Pull out every line of the records below word for word, leaving the pictures out of your answer.

* Region segmentation records *
· · · · ·

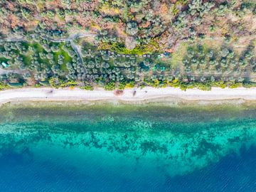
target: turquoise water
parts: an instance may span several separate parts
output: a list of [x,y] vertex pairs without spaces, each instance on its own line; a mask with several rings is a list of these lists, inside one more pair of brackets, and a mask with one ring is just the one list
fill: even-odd
[[256,191],[256,107],[0,109],[1,191]]

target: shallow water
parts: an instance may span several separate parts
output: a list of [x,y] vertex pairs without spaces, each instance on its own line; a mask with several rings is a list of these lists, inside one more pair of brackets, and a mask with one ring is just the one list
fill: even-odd
[[1,191],[256,191],[256,107],[6,105]]

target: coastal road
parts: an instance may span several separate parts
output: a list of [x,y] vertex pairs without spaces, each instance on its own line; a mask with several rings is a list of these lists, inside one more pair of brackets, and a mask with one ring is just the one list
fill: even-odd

· · · · ·

* CORRECT ANSWER *
target: turquoise water
parts: an instance may span several separate parts
output: a list of [x,y] vertex pairs without spaces, each instance on its own line; a mask with several rings is a list of these lists, inside one more pair of brackets, and a mask with one ring is just the one list
fill: even-odd
[[256,191],[256,107],[0,109],[1,191]]

target: shallow water
parts: an instance may span several separate parts
output: a list of [x,y] vertex pairs without spaces, each instance on its own line; a mask with several rings is a list of these lists, inside one more pair of brackets, and a mask with one ring is just the one list
fill: even-odd
[[1,191],[256,191],[256,107],[6,105]]

target: coastal road
parts: an instance may span several separate parts
output: a list of [x,y] vertex pairs without spaces, each instance on its own line; a mask with several rings is a list of these lists, inside one more pair of brackets, and a mask with one ring is just the one list
fill: even-odd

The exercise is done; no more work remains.